#### Selected passage
......
How do I pass a function as a parameter with it's own parameters in c++

Question

Trying to call a function that gets used as an argument for another function, while passing it's own arguments. Example in pseudoish c++ code:

void function1(argument(x)) ///I believe this should be void function1(void(*argument)(int)), but i try to call it as *argument(); and that fails also
{
    doStuff;
    argument(x);
    doMoreStuff;
}

void function2(int x)
{
     int test;
     test = x + 2;
     doOtherStuffWithx;
}

int main()
{
    int test = 1;
    sample = function1(function2(test));
}

haven't been able to figure it out. Any help would be greatly appreciated.
......
#### Required action A
In the function-parameter question, what signature does the asker believe function1 should have?
#### Required action B
Please copy everything in the function-parameter question from "void function1(argument(x)) ///I" down to "void function2(int x)", swapping "doStuff" for "setup".
......
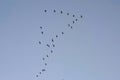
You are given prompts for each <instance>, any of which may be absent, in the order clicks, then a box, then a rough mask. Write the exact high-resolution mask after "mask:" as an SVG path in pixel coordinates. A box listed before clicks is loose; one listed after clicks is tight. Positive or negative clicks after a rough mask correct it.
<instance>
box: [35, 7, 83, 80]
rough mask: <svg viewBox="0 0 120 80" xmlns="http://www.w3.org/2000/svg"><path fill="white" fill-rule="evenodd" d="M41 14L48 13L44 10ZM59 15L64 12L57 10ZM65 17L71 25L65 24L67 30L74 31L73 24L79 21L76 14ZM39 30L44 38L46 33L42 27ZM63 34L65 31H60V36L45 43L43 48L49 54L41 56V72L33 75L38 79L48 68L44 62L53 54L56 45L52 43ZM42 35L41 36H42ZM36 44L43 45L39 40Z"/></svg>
mask: <svg viewBox="0 0 120 80" xmlns="http://www.w3.org/2000/svg"><path fill="white" fill-rule="evenodd" d="M42 12H43V13H46V12H47V13H48V12H49V10H46V9H44V10H43V11H42ZM57 12H58V11H57V10H56V9H53V10H52V13H53V14H56V13H57ZM59 14H61V15H63V14H64V11H62V10H59ZM68 15H70V16H68ZM65 16H67V17H71V18H72V19H71V23H68V24H66V26H67V27H68V28H69V29H71V30H72V29H74V23H77V21H79V18H77V15H76V14H71V13H68V12H67V13H65ZM79 17H80V18H83V16H82V15H79ZM39 28H40V30H41V31H40V32H41V33H40V34H42V35H43V34H44V35H45V36H46V34H47V33H46V32H45V31H44V27H43V26H39ZM64 34H65V31H64V30H63V32H62V31H61V33H60V34H55V35H54V36H53V37H51V38H50V42H51V43H46V44H45V45H44V46H45V48H46V47H48V48H47V51H48V50H49V53H47V54H43V56H44V57H42V59H41V60H43V67H42V69H41V71H39V72H38V74H37V75H35V76H36V77H39V76H40V75H42V72H44V71H46V68H47V67H48V66H47V65H48V63H47V62H46V60H49V58H51V55H52V53H54V49H55V48H54V47H56V44H55V43H54V42H56V39H57V38H58V39H59V36H60V38H61V35H63V36H64ZM44 35H43V36H44ZM38 43H39V44H43V43H42V41H41V40H39V41H38ZM61 80H64V78H61Z"/></svg>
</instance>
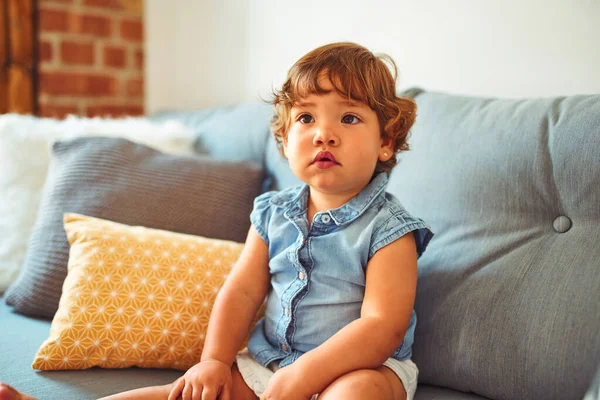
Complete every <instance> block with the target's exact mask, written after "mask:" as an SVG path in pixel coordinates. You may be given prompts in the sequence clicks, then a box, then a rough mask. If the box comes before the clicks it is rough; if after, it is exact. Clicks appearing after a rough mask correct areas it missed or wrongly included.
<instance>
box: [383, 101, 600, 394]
mask: <svg viewBox="0 0 600 400" xmlns="http://www.w3.org/2000/svg"><path fill="white" fill-rule="evenodd" d="M416 101H417V103H418V111H417V122H416V124H415V126H414V128H413V129H412V136H411V138H410V144H411V146H412V150H411V151H408V152H406V153H404V154H402V157H401V159H400V162H399V165H398V166H397V167H396V169H395V170H394V172H393V173H392V176H391V179H390V184H389V188H388V190H389V191H390V192H392V193H394V194H395V195H397V196H398V197H399V198H400V200H401V201H402V203H403V205H404V206H405V207H406V208H407V209H408V210H409V211H410V212H411V213H413V214H415V215H417V216H419V217H421V218H423V219H424V220H425V221H427V222H428V223H429V224H430V225H431V227H432V230H433V231H434V232H435V233H436V236H435V237H434V239H433V240H432V242H431V244H430V246H429V247H428V249H427V251H426V252H425V254H424V255H423V256H422V257H421V259H420V260H419V270H420V275H419V288H418V295H417V303H416V310H417V316H418V323H417V329H416V332H415V345H414V348H413V350H414V353H413V355H414V360H415V362H416V363H417V365H419V368H420V377H419V380H420V382H423V383H428V384H432V385H437V386H444V387H451V388H454V389H458V390H462V391H471V392H475V393H478V394H480V395H483V396H486V397H490V398H494V399H553V398H560V399H581V398H582V397H583V395H584V393H585V392H586V390H587V387H588V385H589V383H590V382H591V381H592V377H593V375H594V372H595V371H596V368H597V367H598V365H599V363H600V334H599V332H600V96H574V97H568V98H555V99H535V100H507V99H482V98H470V97H460V96H451V95H447V94H439V93H422V94H420V95H418V96H417V97H416Z"/></svg>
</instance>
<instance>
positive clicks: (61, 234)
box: [6, 138, 263, 318]
mask: <svg viewBox="0 0 600 400" xmlns="http://www.w3.org/2000/svg"><path fill="white" fill-rule="evenodd" d="M262 180H263V172H262V170H261V169H260V168H259V167H257V166H255V165H254V164H251V163H241V162H231V161H218V160H214V159H210V158H206V157H199V156H193V157H186V156H176V155H170V154H165V153H161V152H158V151H156V150H153V149H151V148H149V147H147V146H144V145H141V144H136V143H133V142H131V141H128V140H125V139H115V138H80V139H74V140H69V141H61V142H57V143H56V144H55V145H54V147H53V158H52V162H51V165H50V171H49V175H48V179H47V181H46V185H45V187H44V194H43V198H42V203H41V207H40V211H39V213H38V217H37V219H36V222H35V227H34V230H33V233H32V235H31V237H30V240H29V245H28V250H27V254H26V258H25V265H24V267H23V271H22V273H21V276H20V277H19V279H18V280H17V281H16V282H15V283H13V285H11V286H10V288H9V289H8V291H7V292H6V301H7V302H8V304H10V305H12V306H14V307H15V309H16V310H17V311H19V312H21V313H24V314H27V315H35V316H42V317H46V318H51V317H52V316H53V315H54V313H55V312H56V309H57V307H58V301H59V298H60V294H61V288H62V284H63V281H64V279H65V277H66V275H67V260H68V255H69V253H68V252H69V246H68V242H67V238H66V236H65V232H64V229H63V214H64V213H66V212H73V213H80V214H84V215H90V216H94V217H98V218H105V219H110V220H113V221H117V222H121V223H124V224H128V225H143V226H147V227H149V228H156V229H164V230H168V231H173V232H179V233H188V234H194V235H199V236H205V237H210V238H216V239H226V240H234V241H238V242H242V241H244V239H245V237H246V233H247V231H248V229H249V227H250V220H249V217H248V216H249V214H250V211H251V209H252V200H253V199H254V197H256V196H257V195H258V194H259V193H260V185H261V182H262Z"/></svg>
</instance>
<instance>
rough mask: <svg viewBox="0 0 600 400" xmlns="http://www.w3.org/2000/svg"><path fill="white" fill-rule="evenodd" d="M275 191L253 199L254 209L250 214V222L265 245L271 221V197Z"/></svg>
mask: <svg viewBox="0 0 600 400" xmlns="http://www.w3.org/2000/svg"><path fill="white" fill-rule="evenodd" d="M275 193H277V192H275V191H271V192H266V193H263V194H261V195H260V196H258V197H256V198H255V199H254V207H253V208H252V212H251V213H250V222H251V223H252V226H254V229H256V232H258V234H259V235H260V237H261V238H262V240H264V241H265V243H266V244H269V236H268V232H269V229H268V227H269V221H270V220H271V202H270V200H271V197H273V195H274V194H275Z"/></svg>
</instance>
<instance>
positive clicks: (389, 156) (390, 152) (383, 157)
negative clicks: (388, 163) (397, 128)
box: [379, 138, 394, 162]
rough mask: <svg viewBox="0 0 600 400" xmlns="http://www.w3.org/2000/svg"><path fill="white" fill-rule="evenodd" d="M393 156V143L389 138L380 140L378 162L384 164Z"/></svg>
mask: <svg viewBox="0 0 600 400" xmlns="http://www.w3.org/2000/svg"><path fill="white" fill-rule="evenodd" d="M393 156H394V141H393V140H392V139H390V138H382V139H381V148H380V149H379V161H381V162H385V161H387V160H389V159H390V158H392V157H393Z"/></svg>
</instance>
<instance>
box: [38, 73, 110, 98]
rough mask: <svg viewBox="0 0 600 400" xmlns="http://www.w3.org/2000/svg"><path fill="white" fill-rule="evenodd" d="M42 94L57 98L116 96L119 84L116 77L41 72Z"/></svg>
mask: <svg viewBox="0 0 600 400" xmlns="http://www.w3.org/2000/svg"><path fill="white" fill-rule="evenodd" d="M39 83H40V86H39V88H40V93H43V94H49V95H55V96H80V97H94V96H116V95H117V94H118V92H119V82H118V81H117V79H116V78H115V77H112V76H108V75H100V74H82V73H70V72H41V73H40V81H39Z"/></svg>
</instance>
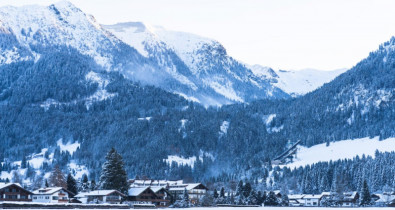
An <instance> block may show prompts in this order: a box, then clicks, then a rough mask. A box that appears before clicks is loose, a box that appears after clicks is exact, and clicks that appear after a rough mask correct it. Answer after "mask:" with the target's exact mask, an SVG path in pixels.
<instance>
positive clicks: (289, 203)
mask: <svg viewBox="0 0 395 210" xmlns="http://www.w3.org/2000/svg"><path fill="white" fill-rule="evenodd" d="M330 197H331V193H330V192H322V193H321V194H291V195H288V199H289V205H290V206H309V207H310V206H322V205H324V202H323V201H325V200H330ZM359 198H360V195H359V193H358V192H357V191H352V192H344V193H343V194H342V195H341V196H339V200H338V201H337V202H338V205H339V206H341V207H356V206H358V205H359ZM372 199H373V201H374V202H375V206H393V207H395V192H393V193H382V194H372Z"/></svg>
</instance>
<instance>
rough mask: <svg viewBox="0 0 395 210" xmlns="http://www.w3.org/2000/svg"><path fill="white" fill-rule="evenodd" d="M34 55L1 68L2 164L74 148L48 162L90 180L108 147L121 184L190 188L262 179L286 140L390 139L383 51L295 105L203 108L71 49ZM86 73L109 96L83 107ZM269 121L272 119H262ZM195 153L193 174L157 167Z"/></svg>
mask: <svg viewBox="0 0 395 210" xmlns="http://www.w3.org/2000/svg"><path fill="white" fill-rule="evenodd" d="M43 52H48V53H43V55H42V56H41V58H40V59H39V60H38V61H37V62H35V63H33V62H19V63H14V64H10V65H3V66H1V70H0V78H1V79H0V81H1V82H0V83H1V84H0V88H1V89H0V116H1V118H0V159H1V160H5V161H4V162H5V164H6V165H7V166H6V167H8V164H9V163H10V162H12V161H15V160H22V159H23V157H25V156H27V155H29V154H32V153H39V152H40V151H41V149H42V148H51V147H52V149H53V147H54V145H56V142H57V141H58V140H59V139H63V141H64V143H67V142H75V141H78V142H80V143H81V147H80V148H79V149H78V150H77V151H76V152H75V153H74V154H73V156H68V155H67V154H65V155H61V156H62V157H59V158H60V159H57V161H60V162H62V163H64V162H66V160H67V159H70V158H73V159H75V160H76V161H77V162H78V163H79V164H84V165H86V166H87V167H88V168H89V169H90V171H91V173H93V174H95V179H97V178H98V177H97V176H96V174H100V166H101V165H102V163H103V162H104V159H103V156H102V155H101V154H103V153H104V152H106V151H105V150H106V148H109V147H113V146H114V147H115V148H116V149H117V150H118V151H119V152H120V154H122V156H123V157H124V158H125V169H126V171H127V173H128V175H129V177H135V176H144V175H146V176H148V177H150V178H153V179H163V178H167V179H173V178H180V179H186V180H196V181H199V180H202V179H209V178H210V177H212V176H215V177H220V176H221V174H232V176H233V175H235V176H238V177H240V176H246V177H265V176H267V175H268V172H267V170H268V169H266V170H265V169H263V170H262V168H263V167H266V168H267V167H269V166H267V163H269V162H270V160H271V159H273V158H274V157H275V156H277V155H278V154H280V153H281V152H282V151H283V150H284V147H285V145H286V143H287V142H288V140H291V141H296V140H302V142H303V144H304V145H307V146H311V145H315V144H318V143H325V142H326V143H327V144H330V143H331V142H332V141H337V140H343V139H351V138H359V137H366V136H370V137H374V136H380V138H381V139H383V138H387V137H391V136H395V130H394V129H393V128H394V127H395V121H394V120H393V119H395V112H394V109H393V107H395V104H394V103H395V100H394V98H393V97H394V94H392V95H391V93H392V92H391V91H393V89H391V88H393V87H395V85H394V84H395V82H394V80H395V79H394V77H393V75H394V74H393V73H394V69H393V67H392V66H393V64H395V59H390V58H395V55H394V53H392V52H391V53H389V54H388V55H387V54H386V55H385V56H387V57H388V58H387V61H386V62H383V56H384V53H381V52H376V53H373V54H372V55H371V56H370V57H369V58H368V59H366V60H364V61H362V62H361V63H360V64H358V65H357V66H355V67H354V68H353V69H352V70H350V71H349V72H347V73H345V74H343V75H341V76H339V77H338V78H337V79H335V80H334V81H333V82H331V83H329V84H327V85H324V86H323V87H322V88H320V89H319V90H317V91H314V92H313V93H310V94H307V95H306V96H303V97H300V98H296V99H292V100H277V101H270V100H265V101H256V102H253V103H250V104H249V105H246V104H235V105H228V106H223V107H221V108H213V107H211V108H207V109H206V108H204V107H203V106H201V105H199V104H196V103H192V102H188V101H186V100H185V99H183V98H182V97H180V96H178V95H174V94H171V93H168V92H166V91H164V90H161V89H159V88H155V87H152V86H143V85H141V84H138V83H133V82H131V81H130V80H127V79H125V78H124V77H123V76H122V75H120V74H118V73H114V72H113V73H108V72H105V71H104V70H103V69H102V68H100V67H98V66H97V65H96V64H95V62H94V61H93V59H91V58H90V57H87V56H83V55H80V54H78V52H76V51H75V50H73V49H69V48H63V47H58V48H57V49H55V50H51V49H45V50H43ZM89 71H94V72H96V73H98V74H100V75H104V76H105V77H106V78H108V79H109V81H110V83H109V84H108V86H107V87H106V90H107V91H108V92H109V93H114V94H116V96H115V97H111V98H108V99H105V100H102V101H97V102H95V103H93V104H92V105H91V106H89V107H87V105H86V101H84V98H85V97H87V96H89V95H91V94H92V93H94V92H95V91H96V90H97V88H98V87H97V84H96V83H93V82H90V81H87V80H86V79H85V75H86V73H87V72H89ZM361 92H363V93H364V94H360V95H358V97H354V96H355V94H358V93H361ZM383 94H384V95H386V96H387V98H386V97H383ZM356 98H358V99H356ZM47 99H53V100H55V102H56V101H57V102H59V103H55V104H54V105H51V106H50V107H49V109H48V110H46V109H44V108H42V107H41V106H40V105H42V104H43V103H44V102H45V101H46V100H47ZM382 99H383V100H382ZM355 100H357V101H358V103H357V101H355ZM350 101H351V102H352V103H350ZM377 101H378V102H377ZM376 102H377V103H376ZM271 114H276V117H274V118H273V120H272V121H271V122H267V116H268V115H271ZM146 117H151V118H147V119H146ZM139 118H143V119H139ZM181 120H183V122H185V125H184V127H183V126H181V125H182V123H181ZM224 121H227V122H229V127H228V128H227V130H226V132H225V133H224V132H222V131H221V130H220V127H221V125H222V124H223V122H224ZM52 151H53V150H52ZM201 153H204V154H208V155H207V157H203V161H200V160H199V161H198V162H196V163H195V164H196V166H197V167H194V168H192V167H191V166H181V165H180V166H179V165H176V164H167V163H166V162H165V161H164V159H167V158H168V155H178V156H180V157H181V156H182V157H185V158H188V157H192V156H195V157H199V156H200V155H201ZM66 156H67V157H66ZM197 159H199V158H197ZM10 167H12V166H10ZM44 167H45V166H44ZM7 170H9V169H8V168H7ZM274 182H276V180H273V183H274ZM299 182H300V181H299V180H298V181H297V182H296V181H295V183H296V184H300V183H299Z"/></svg>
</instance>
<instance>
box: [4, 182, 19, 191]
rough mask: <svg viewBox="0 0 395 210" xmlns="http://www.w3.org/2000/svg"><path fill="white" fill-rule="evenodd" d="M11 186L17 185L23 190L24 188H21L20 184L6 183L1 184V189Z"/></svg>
mask: <svg viewBox="0 0 395 210" xmlns="http://www.w3.org/2000/svg"><path fill="white" fill-rule="evenodd" d="M11 185H17V186H18V187H21V188H22V186H21V185H20V184H19V183H5V182H0V189H3V188H6V187H9V186H11Z"/></svg>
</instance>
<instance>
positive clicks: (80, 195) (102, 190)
mask: <svg viewBox="0 0 395 210" xmlns="http://www.w3.org/2000/svg"><path fill="white" fill-rule="evenodd" d="M75 198H76V199H78V200H79V201H81V203H86V204H87V203H100V204H101V203H109V204H120V203H121V202H122V200H123V199H124V198H126V195H124V194H123V193H121V192H119V191H117V190H94V191H90V192H82V193H78V194H77V195H76V196H75Z"/></svg>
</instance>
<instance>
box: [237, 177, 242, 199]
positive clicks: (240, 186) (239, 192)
mask: <svg viewBox="0 0 395 210" xmlns="http://www.w3.org/2000/svg"><path fill="white" fill-rule="evenodd" d="M243 191H244V185H243V181H242V180H240V182H239V184H238V185H237V188H236V196H240V195H242V194H243Z"/></svg>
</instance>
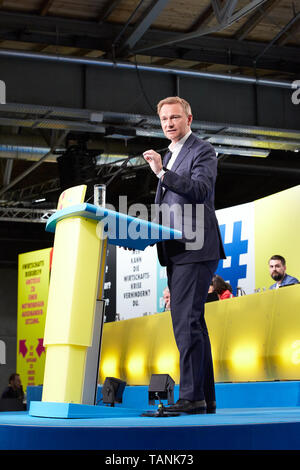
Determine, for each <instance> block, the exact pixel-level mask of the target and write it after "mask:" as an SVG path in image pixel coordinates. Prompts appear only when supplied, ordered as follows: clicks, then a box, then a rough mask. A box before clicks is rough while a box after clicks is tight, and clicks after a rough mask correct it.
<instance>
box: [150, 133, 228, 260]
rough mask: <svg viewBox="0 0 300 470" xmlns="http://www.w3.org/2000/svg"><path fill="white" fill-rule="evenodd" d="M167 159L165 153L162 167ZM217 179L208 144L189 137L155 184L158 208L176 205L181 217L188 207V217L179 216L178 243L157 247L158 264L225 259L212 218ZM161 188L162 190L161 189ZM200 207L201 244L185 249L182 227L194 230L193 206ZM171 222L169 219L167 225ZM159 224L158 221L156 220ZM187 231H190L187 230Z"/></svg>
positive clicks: (221, 243) (211, 151)
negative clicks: (181, 226)
mask: <svg viewBox="0 0 300 470" xmlns="http://www.w3.org/2000/svg"><path fill="white" fill-rule="evenodd" d="M170 157H171V154H170V152H168V153H167V154H166V156H165V159H164V161H163V165H164V167H166V165H167V163H168V161H169V159H170ZM216 177H217V157H216V154H215V151H214V148H213V147H212V145H210V144H209V143H208V142H205V141H203V140H201V139H199V138H198V137H197V136H196V135H195V134H193V133H192V134H191V135H190V136H189V137H188V139H187V140H186V142H185V143H184V145H183V147H182V149H181V151H180V153H179V154H178V156H177V158H176V160H175V162H174V164H173V166H172V169H171V170H168V171H167V172H166V173H165V175H164V177H163V181H161V180H160V181H159V184H158V187H157V192H156V197H155V203H156V204H160V205H164V204H166V205H168V206H173V205H178V206H179V207H181V208H182V214H184V205H185V204H187V205H189V207H190V209H191V212H190V214H191V215H190V217H186V218H184V217H183V216H182V219H181V226H182V229H183V239H182V240H168V241H164V242H160V243H158V244H157V251H158V257H159V261H160V264H161V265H162V266H166V265H168V264H170V263H175V264H185V263H199V262H201V261H209V260H217V259H221V258H225V257H226V256H225V253H224V249H223V244H222V239H221V235H220V230H219V225H218V221H217V218H216V215H215V208H214V195H215V182H216ZM163 188H164V190H163ZM197 204H203V208H204V243H203V246H202V247H201V248H200V249H186V242H187V241H189V242H190V241H191V238H190V233H189V235H188V237H186V233H185V224H186V223H187V221H190V222H191V227H192V230H193V231H195V230H196V223H197V219H196V205H197ZM172 221H173V222H174V220H173V219H172V218H171V223H170V225H171V226H172V227H173V228H178V226H176V224H175V226H174V224H172ZM160 222H161V221H160ZM190 230H191V228H190Z"/></svg>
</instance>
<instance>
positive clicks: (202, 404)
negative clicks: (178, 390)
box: [166, 398, 206, 414]
mask: <svg viewBox="0 0 300 470" xmlns="http://www.w3.org/2000/svg"><path fill="white" fill-rule="evenodd" d="M166 411H168V412H170V413H173V412H174V413H187V414H205V413H206V402H205V400H201V401H190V400H184V399H183V398H180V399H179V400H178V401H177V402H176V403H175V405H171V406H168V407H167V408H166Z"/></svg>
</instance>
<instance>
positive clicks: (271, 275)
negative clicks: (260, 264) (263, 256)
mask: <svg viewBox="0 0 300 470" xmlns="http://www.w3.org/2000/svg"><path fill="white" fill-rule="evenodd" d="M269 271H270V275H271V277H272V279H274V281H276V282H275V284H272V285H271V286H270V287H269V289H278V288H279V287H283V286H289V285H292V284H298V283H299V281H298V279H297V278H296V277H293V276H289V275H288V274H286V262H285V259H284V257H283V256H280V255H274V256H272V257H271V258H270V259H269Z"/></svg>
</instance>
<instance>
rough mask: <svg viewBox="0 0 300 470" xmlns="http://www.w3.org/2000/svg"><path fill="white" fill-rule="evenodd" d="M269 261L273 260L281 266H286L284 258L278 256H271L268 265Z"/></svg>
mask: <svg viewBox="0 0 300 470" xmlns="http://www.w3.org/2000/svg"><path fill="white" fill-rule="evenodd" d="M271 260H274V261H281V264H282V265H283V266H285V265H286V264H285V258H284V257H283V256H280V255H273V256H271V258H270V259H269V263H270V261H271Z"/></svg>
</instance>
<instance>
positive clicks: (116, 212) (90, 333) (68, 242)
mask: <svg viewBox="0 0 300 470" xmlns="http://www.w3.org/2000/svg"><path fill="white" fill-rule="evenodd" d="M85 192H86V186H85V185H82V186H76V187H74V188H70V189H68V190H66V191H64V192H63V193H62V194H61V196H60V198H59V202H58V208H57V209H58V210H57V211H56V212H55V213H54V214H53V215H52V216H51V217H50V218H49V219H48V221H47V224H46V230H47V231H50V232H54V233H55V237H54V247H53V259H52V268H51V277H50V286H49V295H48V305H47V316H46V323H45V334H44V346H45V349H46V360H45V372H44V383H43V395H42V401H41V402H34V401H33V402H31V403H30V409H29V414H30V415H32V416H44V417H63V418H75V417H89V416H101V412H102V410H103V407H100V406H95V404H96V392H97V382H98V371H99V361H100V351H101V338H102V328H103V319H104V300H103V286H104V274H105V265H106V251H107V243H111V244H114V245H118V246H122V247H125V248H131V249H137V250H144V249H145V248H146V247H147V246H149V245H153V244H154V243H156V242H158V241H161V240H166V239H179V238H181V236H182V234H181V232H179V231H177V230H173V229H170V228H168V227H164V226H162V225H158V224H155V223H151V222H148V221H145V220H143V219H139V218H134V217H131V216H128V215H126V214H122V213H119V212H116V211H113V210H110V209H107V208H105V207H98V206H95V205H92V204H88V203H84V202H83V201H84V197H85ZM101 408H102V410H101Z"/></svg>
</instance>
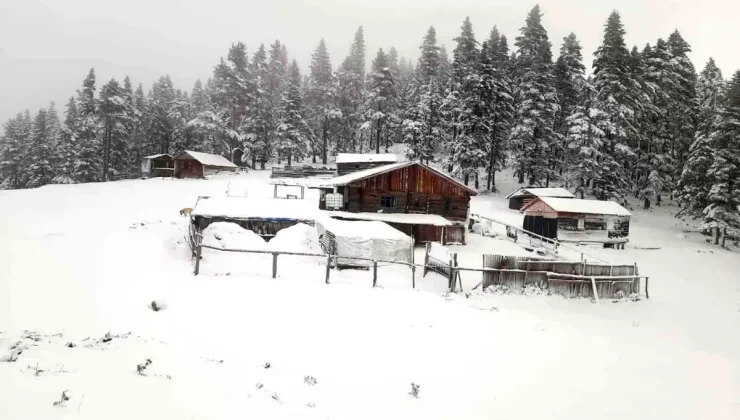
......
#### Answer section A
void function1(void(*argument)(int))

#### Answer section B
void function1(argument(x)) ///I believe this should be void function1(void(*argument)(int)), but i try to call it as *argument(); and that fails also
{
    setup;
    argument(x);
    doMoreStuff;
}

void function2(int x)